Written task: Replace "one pin per instance" with "one point per instance" everywhere in the listing below, keeping every other line the same. Leave the pictures out of your copy.

Rows:
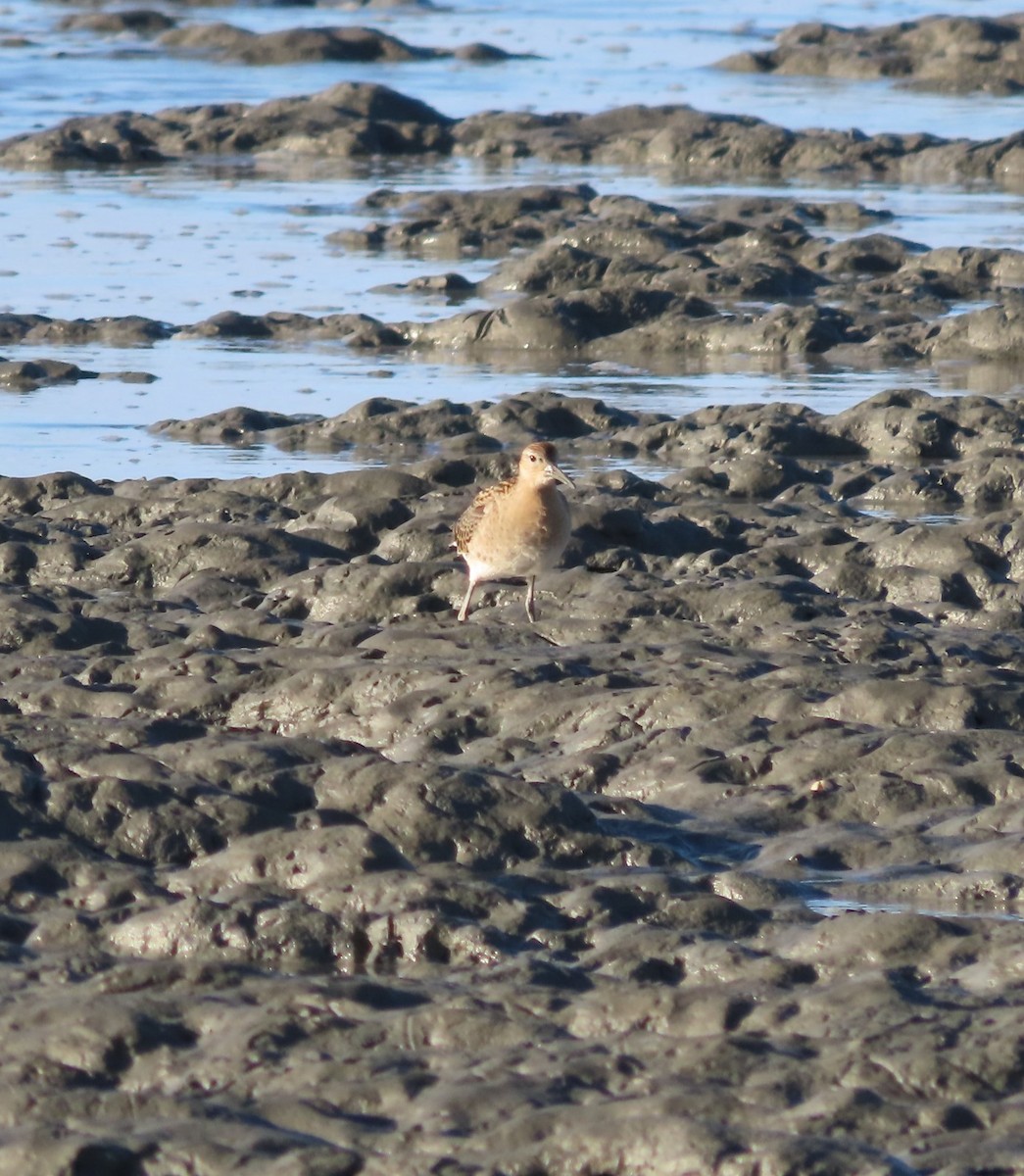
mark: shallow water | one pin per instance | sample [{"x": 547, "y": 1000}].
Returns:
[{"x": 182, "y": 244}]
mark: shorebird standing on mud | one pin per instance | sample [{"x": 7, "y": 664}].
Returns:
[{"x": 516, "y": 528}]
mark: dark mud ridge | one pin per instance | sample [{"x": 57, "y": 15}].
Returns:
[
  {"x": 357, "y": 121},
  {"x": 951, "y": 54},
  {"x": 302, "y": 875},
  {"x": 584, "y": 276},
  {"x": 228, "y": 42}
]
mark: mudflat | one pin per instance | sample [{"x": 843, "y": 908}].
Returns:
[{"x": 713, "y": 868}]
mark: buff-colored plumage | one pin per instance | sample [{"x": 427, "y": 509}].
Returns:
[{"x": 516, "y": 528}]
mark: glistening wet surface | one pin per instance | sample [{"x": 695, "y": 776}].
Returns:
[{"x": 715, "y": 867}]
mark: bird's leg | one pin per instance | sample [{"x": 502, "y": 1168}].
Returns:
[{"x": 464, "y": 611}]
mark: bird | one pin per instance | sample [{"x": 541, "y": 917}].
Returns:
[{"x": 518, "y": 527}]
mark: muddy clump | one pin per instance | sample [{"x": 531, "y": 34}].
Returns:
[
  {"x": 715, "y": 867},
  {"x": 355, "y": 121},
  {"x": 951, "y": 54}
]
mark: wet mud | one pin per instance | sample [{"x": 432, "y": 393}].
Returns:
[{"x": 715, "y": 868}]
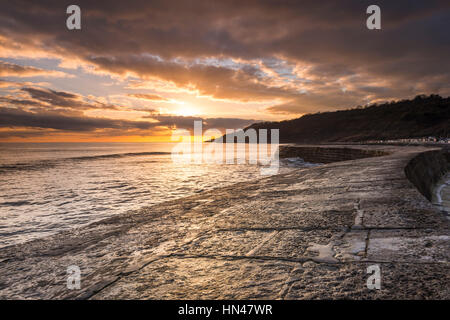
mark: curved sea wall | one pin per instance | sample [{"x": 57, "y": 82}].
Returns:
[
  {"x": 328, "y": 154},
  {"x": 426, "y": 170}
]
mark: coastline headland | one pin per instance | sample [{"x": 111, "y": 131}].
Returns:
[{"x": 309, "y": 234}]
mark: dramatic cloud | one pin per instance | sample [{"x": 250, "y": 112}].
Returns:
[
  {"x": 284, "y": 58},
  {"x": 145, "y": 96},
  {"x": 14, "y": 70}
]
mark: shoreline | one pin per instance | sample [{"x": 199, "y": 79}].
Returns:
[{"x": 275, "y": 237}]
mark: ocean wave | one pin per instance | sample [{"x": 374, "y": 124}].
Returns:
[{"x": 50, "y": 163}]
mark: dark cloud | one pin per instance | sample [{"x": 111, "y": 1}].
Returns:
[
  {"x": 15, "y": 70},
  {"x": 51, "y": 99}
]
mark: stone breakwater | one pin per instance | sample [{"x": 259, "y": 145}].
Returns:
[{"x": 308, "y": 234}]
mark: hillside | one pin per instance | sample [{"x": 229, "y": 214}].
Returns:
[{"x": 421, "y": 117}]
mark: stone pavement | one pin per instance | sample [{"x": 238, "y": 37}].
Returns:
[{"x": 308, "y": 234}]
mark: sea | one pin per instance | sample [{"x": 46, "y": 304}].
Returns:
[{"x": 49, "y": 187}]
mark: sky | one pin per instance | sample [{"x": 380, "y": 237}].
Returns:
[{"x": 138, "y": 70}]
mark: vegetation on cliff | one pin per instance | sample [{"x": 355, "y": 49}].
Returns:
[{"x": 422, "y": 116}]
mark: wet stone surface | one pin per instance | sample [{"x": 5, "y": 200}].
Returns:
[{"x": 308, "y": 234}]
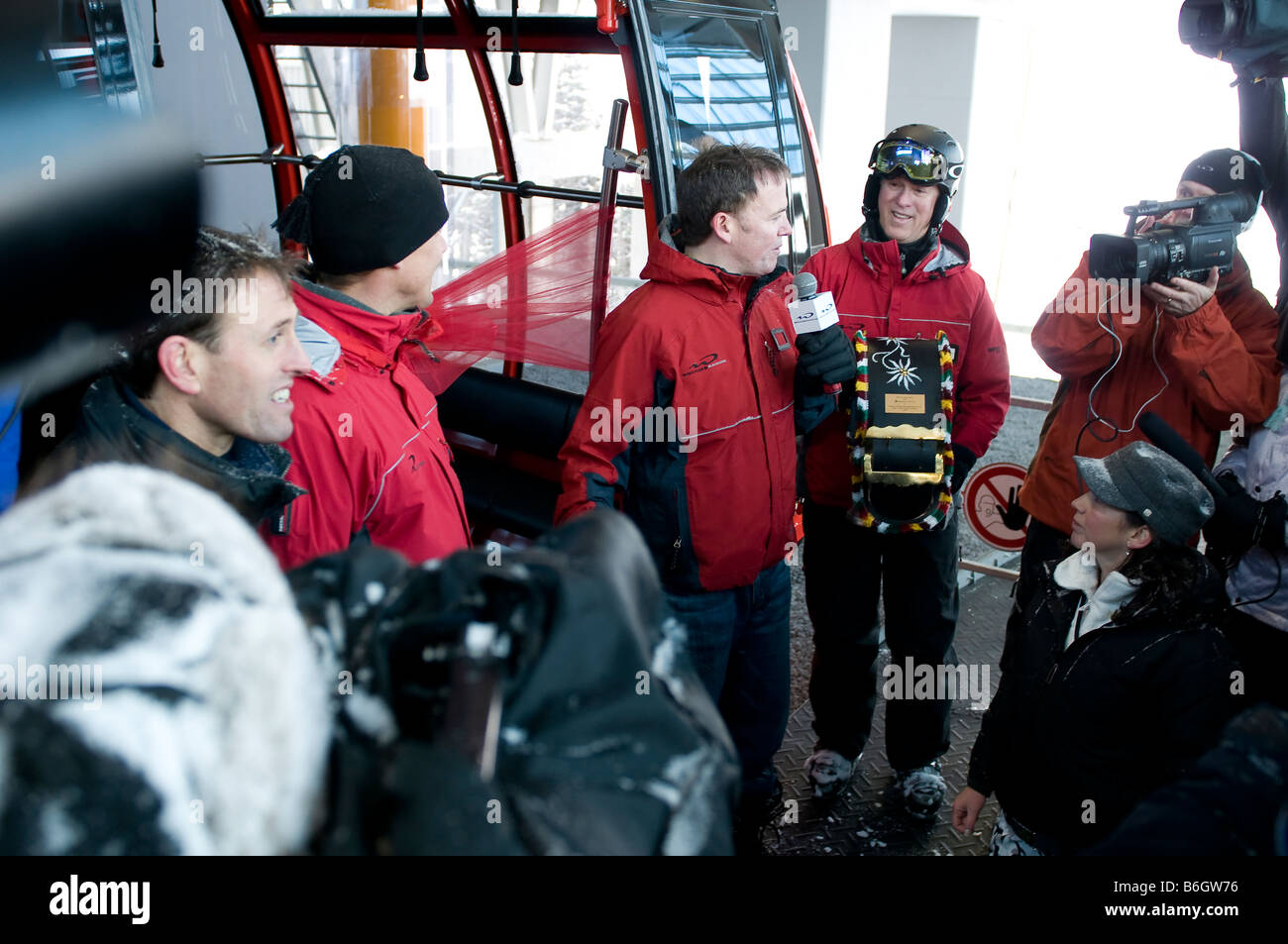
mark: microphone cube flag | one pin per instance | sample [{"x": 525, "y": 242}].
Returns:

Written reply:
mark: shallow water | one point per instance | sample [{"x": 547, "y": 1000}].
Returns:
[{"x": 182, "y": 244}]
mark: shorebird standing on mud | one point per instance | sample [{"x": 7, "y": 664}].
Returns:
[{"x": 516, "y": 528}]
mark: dark mud ridge | one point per instance | sample [{"x": 57, "y": 15}].
Returns:
[
  {"x": 357, "y": 121},
  {"x": 951, "y": 54},
  {"x": 302, "y": 875},
  {"x": 584, "y": 276},
  {"x": 228, "y": 42}
]
mark: mudflat | one point per instance | sample [{"x": 843, "y": 908}].
Returns:
[{"x": 713, "y": 868}]
mark: buff-colored plumage | one point per instance | sample [{"x": 427, "y": 509}].
Returns:
[{"x": 516, "y": 528}]
mark: glistening wet surface | one point per instance | sample [{"x": 695, "y": 776}].
Returns:
[{"x": 715, "y": 867}]
mark: bird's leg | one point per instance | sample [{"x": 502, "y": 1168}].
Returns:
[{"x": 464, "y": 611}]
mark: bird | one point per instance | sample [{"x": 541, "y": 917}].
Returns:
[{"x": 518, "y": 527}]
mark: muddy clump | one point per instance | sample [{"x": 531, "y": 34}].
Returns:
[
  {"x": 715, "y": 867},
  {"x": 355, "y": 121},
  {"x": 951, "y": 54}
]
mark: wet mud | one point per instance | sample [{"x": 432, "y": 393}].
Returns:
[{"x": 715, "y": 868}]
mark: curved sea wall | one point per instance | sample [{"x": 57, "y": 82}].
Returns:
[
  {"x": 328, "y": 154},
  {"x": 426, "y": 170}
]
mark: coastline headland | one point per instance | sample [{"x": 111, "y": 131}].
Returns:
[{"x": 309, "y": 234}]
mark: dramatic cloud | one point per instance | sample [{"x": 250, "y": 112}].
Returns:
[
  {"x": 284, "y": 58},
  {"x": 145, "y": 96},
  {"x": 14, "y": 70}
]
mark: shoreline | one point per instance | sample [{"x": 199, "y": 79}].
Returns:
[{"x": 275, "y": 237}]
mark: ocean wave | one point per instance | sample [{"x": 374, "y": 124}].
Returns:
[{"x": 50, "y": 163}]
mark: dark cloud | one point per instance | sample [{"x": 111, "y": 1}].
Returns:
[
  {"x": 15, "y": 70},
  {"x": 51, "y": 99}
]
mark: stone breakwater | one point per instance | sample [{"x": 259, "y": 145}].
Returns:
[{"x": 308, "y": 234}]
mark: hillside | one point per instance | sample [{"x": 229, "y": 214}].
Returns:
[{"x": 421, "y": 117}]
mark: stone pavement | one point per instance | sample [{"x": 238, "y": 37}].
Returns:
[{"x": 308, "y": 234}]
mark: sea | one point per instance | sample [{"x": 46, "y": 304}].
Returns:
[{"x": 49, "y": 187}]
mark: sky | one point per instance | sample [{"x": 380, "y": 237}].
Returns:
[{"x": 138, "y": 70}]
mark: vegetation on cliff | one point per instance | sample [{"x": 355, "y": 49}].
Returns:
[{"x": 422, "y": 116}]
mark: wet stone surface | one point per instance | sample [{"x": 5, "y": 200}].
Returns:
[{"x": 308, "y": 234}]
mark: microphone cube flag | one point per instance | sample [{"x": 525, "y": 242}].
Returns:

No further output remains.